**Task list:**
a – Update the text on childhood freedom by rewriting the part that opens with the words containing "My boys grew" and closes with "they learned how to be independant.", with "football" changed to "baseball".
b – Go on with the text on childhood freedom, picking up after its final sentence.

**Source text:**
I remember when i was a kid i'd spend summer vacation at my Aunt's, in a suburb of Chicago. We'd get up in the morning, eat breakfast, do our chores and then we'd pack a lunch and head out the door, gone until supper. We'd play by the lagoon, the prairie, etc collecting snakes and crawfish, making rafts, clubhouses,etc. We'd have our little accidents, get skinned up, got into a couple of fights, but we survived and we learned how to take care of ourselves. We learned how to be independant. We were taught right from wrong, to have respect, and what the dangers were, and then we were allowed to explore the world to make our mistakes and learn from them.

My boys grew up in the city, didn't have the chance to get away like I did, so they didn't have quite as much freedom as I was allowed. I taught them right from wrong, to have respect, and what the dangers were, and although they had to wait until they were a little older than I was, when they were old enough I let them go out and explore the world and make their own mistakes to learn from, knowing all the while that I was there if they needed me. They played football, shot bb guns (responsibly), got into fights, etc, and they got pretty scraped up sometimes, but they had fun and they learned how to be independant.

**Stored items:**

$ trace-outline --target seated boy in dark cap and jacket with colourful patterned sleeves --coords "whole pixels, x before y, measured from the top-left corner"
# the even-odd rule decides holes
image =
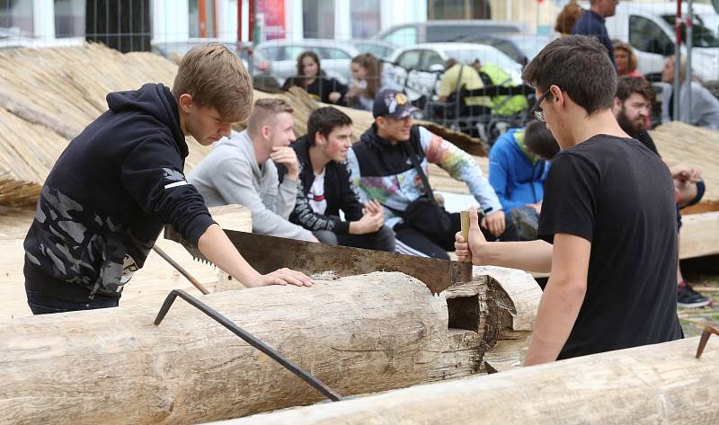
[[[360,198],[382,205],[387,226],[395,230],[397,252],[447,259],[453,249],[459,213],[449,214],[436,202],[426,182],[430,163],[466,183],[484,210],[482,226],[488,238],[516,239],[514,226],[507,223],[502,204],[472,156],[413,126],[413,111],[404,93],[379,93],[372,111],[375,122],[349,155]]]

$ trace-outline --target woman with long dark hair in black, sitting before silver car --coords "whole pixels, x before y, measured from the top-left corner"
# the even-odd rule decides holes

**Responses by task:**
a –
My boys grew up in the city, didn't have the chance to get away like I did, so they didn't have quite as much freedom as I was allowed. I taught them right from wrong, to have respect, and what the dangers were, and although they had to wait until they were a little older than I was, when they were old enough I let them go out and explore the world and make their own mistakes to learn from, knowing all the while that I was there if they needed me. They played baseball, shot bb guns (responsibly), got into fights, etc, and they got pretty scraped up sometimes, but they had fun and they learned how to be independant.

b –
They're both fine men now, 28 & 30 and I think i did a pretty good job. We have a lot of good memories of things that we did together just the three of us and quite often sit back and laugh remembering some of those times, and they also have a lot of good memories of the things they did together on their own with friends as it should be. My oldest has two of his own now, a boy and a girl and they will be raised the same way, allowed to make their own mistakes and face the consequences, fall and get scraped up and get right back up again, knowing that we are all here for them when they need us.

Being a parent is hard, it's hard to find that middle ground. When they're very little you have to pick them up so they know they can depend on you, but as they get older you have to step back and let them pick themselves up so that they can learn to depend on themselves, so that they can become independant.